§ **YOUR TASK**
Reproduce each line of the material exactly, minus any picture.

§ **RECORDS FOR THE EXERCISE**
********
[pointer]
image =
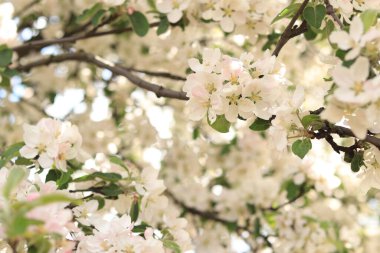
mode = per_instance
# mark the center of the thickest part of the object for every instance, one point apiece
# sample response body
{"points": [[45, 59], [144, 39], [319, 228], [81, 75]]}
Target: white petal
{"points": [[174, 16], [356, 28], [31, 135], [28, 152], [231, 113], [246, 105], [196, 110], [227, 24], [353, 53], [207, 14], [358, 127], [360, 69], [165, 6], [342, 76], [195, 65], [342, 39], [45, 161]]}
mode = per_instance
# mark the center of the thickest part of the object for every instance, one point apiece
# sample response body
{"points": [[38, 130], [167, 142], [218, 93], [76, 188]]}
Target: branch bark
{"points": [[81, 56], [330, 11], [38, 44], [292, 31]]}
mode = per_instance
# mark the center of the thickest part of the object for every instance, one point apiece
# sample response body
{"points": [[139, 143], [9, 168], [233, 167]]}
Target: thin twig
{"points": [[292, 31], [330, 11], [38, 44], [26, 8], [159, 74], [81, 56]]}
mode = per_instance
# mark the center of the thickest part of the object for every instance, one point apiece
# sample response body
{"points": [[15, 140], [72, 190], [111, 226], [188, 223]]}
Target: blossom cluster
{"points": [[102, 206], [224, 85], [357, 93], [250, 16], [53, 142]]}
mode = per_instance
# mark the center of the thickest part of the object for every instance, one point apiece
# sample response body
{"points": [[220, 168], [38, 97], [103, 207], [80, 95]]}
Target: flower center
{"points": [[358, 88]]}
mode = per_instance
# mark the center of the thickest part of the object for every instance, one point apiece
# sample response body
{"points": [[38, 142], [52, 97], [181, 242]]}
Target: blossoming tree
{"points": [[190, 126]]}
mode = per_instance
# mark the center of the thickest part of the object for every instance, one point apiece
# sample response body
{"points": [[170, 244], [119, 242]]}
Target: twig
{"points": [[292, 31], [159, 74], [38, 44], [301, 193], [81, 56], [26, 8], [330, 11]]}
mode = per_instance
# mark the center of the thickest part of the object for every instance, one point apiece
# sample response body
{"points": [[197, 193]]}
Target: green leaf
{"points": [[111, 190], [172, 245], [97, 18], [140, 228], [221, 124], [260, 125], [369, 18], [42, 245], [134, 210], [301, 147], [257, 227], [357, 161], [196, 133], [292, 190], [9, 153], [310, 34], [152, 4], [139, 23], [19, 224], [16, 175], [5, 55], [314, 15], [288, 12], [116, 160], [46, 200], [101, 202], [163, 26], [329, 28], [88, 13], [64, 180], [23, 161], [53, 175], [313, 121]]}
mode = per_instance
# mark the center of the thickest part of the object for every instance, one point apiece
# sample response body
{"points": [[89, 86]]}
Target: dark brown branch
{"points": [[301, 193], [212, 216], [26, 8], [38, 44], [328, 129], [292, 31], [330, 11], [159, 74], [81, 56]]}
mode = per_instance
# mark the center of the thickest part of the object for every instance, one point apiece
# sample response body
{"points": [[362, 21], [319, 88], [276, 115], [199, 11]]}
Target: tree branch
{"points": [[292, 31], [159, 74], [38, 44], [81, 56], [330, 11]]}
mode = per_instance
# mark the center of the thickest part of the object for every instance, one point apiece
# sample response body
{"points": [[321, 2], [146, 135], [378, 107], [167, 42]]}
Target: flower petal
********
§ **ANSWER BELOW**
[pointer]
image =
mode = per_instance
# mark the center of the thickest part of the object for every instance, one point apiece
# sample response body
{"points": [[45, 59], [144, 39], [319, 228], [81, 75]]}
Target: white petal
{"points": [[174, 16], [356, 28], [31, 135], [28, 152], [231, 113], [246, 105], [196, 110], [227, 24], [353, 53], [207, 14], [358, 127], [360, 69], [165, 6], [342, 76], [195, 65], [342, 39], [45, 161]]}
mode = per_instance
# mark the center of the thickest part of the object for every instance, one point apiece
# sample response body
{"points": [[38, 130], [167, 142], [218, 93], [76, 188]]}
Target: branch bark
{"points": [[81, 56], [330, 11], [38, 44], [292, 31]]}
mode = per_instance
# mark the center of the thickest part of the object for every instance, one point apiece
# sample response body
{"points": [[139, 143], [9, 168], [233, 167]]}
Target: thin twig
{"points": [[292, 31], [330, 11], [38, 44], [26, 8], [159, 74], [81, 56]]}
mode = per_instance
# mark the center of the thickest part of the object for every instance, one point apiece
# sample response body
{"points": [[15, 140], [72, 190], [111, 226], [188, 223]]}
Target: blossom cluster
{"points": [[102, 206], [224, 85], [357, 93], [250, 16], [53, 142]]}
mode = per_instance
# mark the center of the thickest part of the object for every instance, one point apiece
# sample response body
{"points": [[220, 168], [38, 97], [103, 207], [80, 95]]}
Target: flower center
{"points": [[358, 88]]}
mode = per_instance
# mark the center of the thickest part of the object for every instance, one point apiece
# sample response body
{"points": [[38, 142], [52, 97], [181, 242]]}
Target: blossoming tree
{"points": [[190, 126]]}
mode = per_instance
# mark the center of the thickest part of the object for every instance, one point apiece
# sample response body
{"points": [[170, 244], [119, 242]]}
Target: twig
{"points": [[292, 31], [159, 74], [38, 44], [301, 193], [81, 56], [26, 8], [330, 11]]}
mode = per_instance
# mark the center of the thickest part of the object for every instance, one point apiece
# sample response body
{"points": [[197, 193]]}
Target: green leaf
{"points": [[111, 190], [172, 245], [97, 18], [140, 228], [221, 124], [260, 125], [369, 18], [42, 245], [134, 210], [301, 147], [257, 227], [357, 161], [196, 133], [292, 190], [9, 153], [310, 34], [152, 4], [139, 23], [19, 224], [16, 175], [5, 55], [314, 15], [288, 12], [116, 160], [46, 200], [101, 202], [163, 26], [329, 28], [88, 13], [64, 180], [23, 161], [53, 175], [313, 121]]}
mode = per_instance
# mark the center of the thickest part of the object for every instance, one point apiece
# sample response body
{"points": [[89, 86]]}
Target: dark brown branch
{"points": [[301, 193], [212, 216], [26, 8], [38, 44], [328, 129], [292, 31], [330, 11], [159, 74], [81, 56]]}
mode = per_instance
# mark the center of the thickest part of the object for every instance, one point apiece
# sample response body
{"points": [[362, 21], [319, 88], [276, 115], [199, 11]]}
Target: tree branch
{"points": [[292, 31], [159, 74], [38, 44], [81, 56], [330, 11]]}
mode = per_instance
# mark the center of the thickest part of the object for every instance, one point apiece
# sample response body
{"points": [[321, 2], [146, 135], [378, 107], [167, 42]]}
Target: flower petal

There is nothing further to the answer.